Rewrite the listing below, substituting "nonzero" for every occurrence of "even-odd" and leaving everything else unchanged.
*** SUPPLIED RECORDS
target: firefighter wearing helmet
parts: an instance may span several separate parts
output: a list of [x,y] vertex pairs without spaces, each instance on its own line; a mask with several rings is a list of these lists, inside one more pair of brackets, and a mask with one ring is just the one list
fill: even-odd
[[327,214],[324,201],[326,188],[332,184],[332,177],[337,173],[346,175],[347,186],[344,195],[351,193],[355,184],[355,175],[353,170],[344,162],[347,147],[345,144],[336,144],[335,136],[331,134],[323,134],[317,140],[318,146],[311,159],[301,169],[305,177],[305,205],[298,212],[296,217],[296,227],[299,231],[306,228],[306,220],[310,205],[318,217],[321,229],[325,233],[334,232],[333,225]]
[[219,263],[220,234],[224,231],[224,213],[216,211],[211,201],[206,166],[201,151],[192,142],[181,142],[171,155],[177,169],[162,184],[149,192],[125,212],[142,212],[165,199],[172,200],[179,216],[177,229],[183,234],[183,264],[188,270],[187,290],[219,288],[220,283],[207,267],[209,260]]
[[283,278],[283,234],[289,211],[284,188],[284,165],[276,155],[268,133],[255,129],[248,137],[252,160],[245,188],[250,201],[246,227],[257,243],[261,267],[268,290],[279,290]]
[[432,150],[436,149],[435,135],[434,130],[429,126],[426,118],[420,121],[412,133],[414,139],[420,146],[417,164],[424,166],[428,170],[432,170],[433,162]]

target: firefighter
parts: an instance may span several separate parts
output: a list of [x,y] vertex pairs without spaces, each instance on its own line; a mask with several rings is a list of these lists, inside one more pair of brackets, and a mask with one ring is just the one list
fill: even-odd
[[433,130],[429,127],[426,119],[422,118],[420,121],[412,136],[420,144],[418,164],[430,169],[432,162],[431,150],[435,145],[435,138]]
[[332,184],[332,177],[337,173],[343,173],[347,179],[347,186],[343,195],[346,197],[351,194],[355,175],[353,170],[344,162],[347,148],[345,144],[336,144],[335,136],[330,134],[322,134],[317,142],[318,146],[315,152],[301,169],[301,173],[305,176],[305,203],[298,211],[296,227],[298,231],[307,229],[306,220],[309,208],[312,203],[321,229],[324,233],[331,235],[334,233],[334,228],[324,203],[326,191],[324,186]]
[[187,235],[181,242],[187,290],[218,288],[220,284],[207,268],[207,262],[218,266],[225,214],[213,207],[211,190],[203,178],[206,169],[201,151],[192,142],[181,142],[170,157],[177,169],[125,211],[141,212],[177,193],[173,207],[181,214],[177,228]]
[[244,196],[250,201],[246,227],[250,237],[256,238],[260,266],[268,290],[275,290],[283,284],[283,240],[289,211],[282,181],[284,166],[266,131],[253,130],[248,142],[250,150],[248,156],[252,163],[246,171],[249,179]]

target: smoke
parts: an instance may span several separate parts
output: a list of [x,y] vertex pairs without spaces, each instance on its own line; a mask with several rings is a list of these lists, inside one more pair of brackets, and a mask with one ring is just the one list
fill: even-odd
******
» SOLVED PROBLEM:
target: firefighter wearing helmet
parts: an instance may span several separate parts
output: a list of [x,y] vertex pairs without spaces, each instance on its own line; a mask with several rings is a list of these lists, inside one more pair of brackets, and a mask with one ring is just the one list
fill: nonzero
[[327,214],[324,201],[326,188],[332,184],[332,177],[337,173],[346,175],[347,186],[344,195],[351,193],[355,184],[355,175],[353,170],[344,162],[347,147],[345,144],[336,144],[335,136],[331,134],[323,134],[317,140],[318,146],[311,159],[301,169],[305,177],[305,205],[298,212],[296,217],[296,227],[299,231],[306,228],[306,220],[310,205],[318,217],[321,229],[325,233],[334,232],[333,225]]
[[219,263],[220,234],[224,231],[224,213],[216,211],[211,201],[206,166],[201,151],[192,142],[181,142],[171,155],[177,169],[162,184],[149,192],[125,212],[142,212],[165,199],[172,200],[179,216],[177,229],[183,234],[183,264],[188,270],[187,290],[219,288],[220,283],[207,267],[209,260]]
[[283,278],[283,234],[289,211],[284,188],[284,165],[276,155],[268,133],[255,129],[248,137],[252,160],[245,188],[250,201],[246,227],[257,243],[261,267],[268,290],[279,290]]
[[432,150],[436,149],[435,135],[434,130],[429,126],[426,118],[420,121],[412,133],[414,139],[420,146],[417,164],[424,166],[428,170],[432,170],[433,162]]

target: firefighter
parts: an instance may span several separate parts
output: a list of [x,y] vertex pairs without spaces, each instance on its own line; a mask with several rings is a list of these lists, inside one more pair of brackets, and a mask with one ring is just the one list
fill: nonzero
[[433,130],[429,127],[426,119],[422,118],[420,121],[412,136],[420,144],[418,164],[430,169],[432,162],[431,150],[435,145],[435,138]]
[[332,184],[332,177],[337,173],[343,173],[347,179],[347,186],[343,195],[346,197],[351,194],[355,175],[353,170],[344,162],[347,148],[345,144],[336,144],[335,136],[330,134],[322,134],[317,142],[318,146],[315,152],[301,169],[301,173],[305,176],[305,203],[298,211],[296,227],[298,231],[307,229],[306,220],[309,208],[312,203],[321,229],[324,233],[331,235],[334,233],[334,228],[324,203],[326,191],[324,186]]
[[187,235],[181,242],[187,290],[218,288],[220,284],[207,268],[207,262],[218,266],[225,214],[213,207],[211,190],[203,178],[206,169],[201,151],[192,142],[181,142],[170,157],[177,169],[125,211],[141,212],[177,193],[173,207],[181,214],[177,228]]
[[244,196],[250,201],[246,227],[250,237],[256,238],[260,266],[268,290],[275,290],[283,284],[283,240],[289,211],[282,181],[284,166],[266,131],[253,130],[248,142],[250,150],[248,156],[252,163],[246,171],[249,179]]

target: smoke
parts: an instance may span several separate parts
output: a list of [x,y] vertex pairs without spaces, each instance on its own line; a mask with several rings is a list of these lists, inside one more pair of brackets, and a mask with one ring is just the one list
fill: nonzero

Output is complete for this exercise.